Thursday, September 14, 2023

BEQ tk (Darby) 


LAT 6:41 (Gareth) 


NYT 13:50 (ZDL) 


The New Yorker tk (Kyle) 


Universal tk (Sophia) 


USA Today 10:42 (Emily) 


WSJ 8:20 (Jim) 


Fireball tk (Jenni) 


Prasanna Keshava’s Wall Street Journal crossword, “Twist of Fate”—Jim’s review

Our theme consists of four groupings of circled letters all of which spell out LUCK, but in a slightly different formation. The two-part revealer is WHEEL OF / FORTUNE (32a, [With 37-Across, card in a tarot deck, and a hint to each circled letter set]). The intent is to visualize the letters LUCK within a spinning wheel (as opposed to a group of squares).

Wall St Journal crossword solution · “Twist of Fate” · Prasanna Keshava · Thu., 9.14.23

I like the concept and (most of) the grid design! The left-right symmetry seems appropriate, given the theme. Now, if we could’ve had radial symmetry, that would’ve been really appropriate.

■ STATED EXERCISE 1
Answer these questions about the crossword blog post:
(a) What solving time is listed for the LAT puzzle?
(b) Who constructed the Wall Street Journal crossword "Twist of Fate"?
(c) What word do the four groups of circled letters spell out?
■ STATED EXERCISE 2
Reproduce the crossword blog post starting at "USA Today 10:42 (Emily)" and ending at "group of squares).".

■ STORED RECORDS
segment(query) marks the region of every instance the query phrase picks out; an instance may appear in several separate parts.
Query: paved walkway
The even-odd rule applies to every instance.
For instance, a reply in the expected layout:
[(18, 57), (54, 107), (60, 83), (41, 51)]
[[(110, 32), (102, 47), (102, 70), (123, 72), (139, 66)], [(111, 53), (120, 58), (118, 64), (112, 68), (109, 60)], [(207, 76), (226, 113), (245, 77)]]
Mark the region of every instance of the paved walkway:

■ WORKED ANSWER 1
(a) 6:41
(b) Prasanna Keshava
(c) LUCK

■ WORKED ANSWER 2
USA Today 10:42 (Emily) 


WSJ 8:20 (Jim) 


Fireball tk (Jenni) 


Prasanna Keshava’s Wall Street Journal crossword, “Twist of Fate”—Jim’s review

Our theme consists of four groupings of circled letters all of which spell out LUCK, but in a slightly different formation. The two-part revealer is WHEEL OF / FORTUNE (32a, [With 37-Across, card in a tarot deck, and a hint to each circled letter set]). The intent is to visualize the letters LUCK within a spinning wheel (as opposed to a group of squares).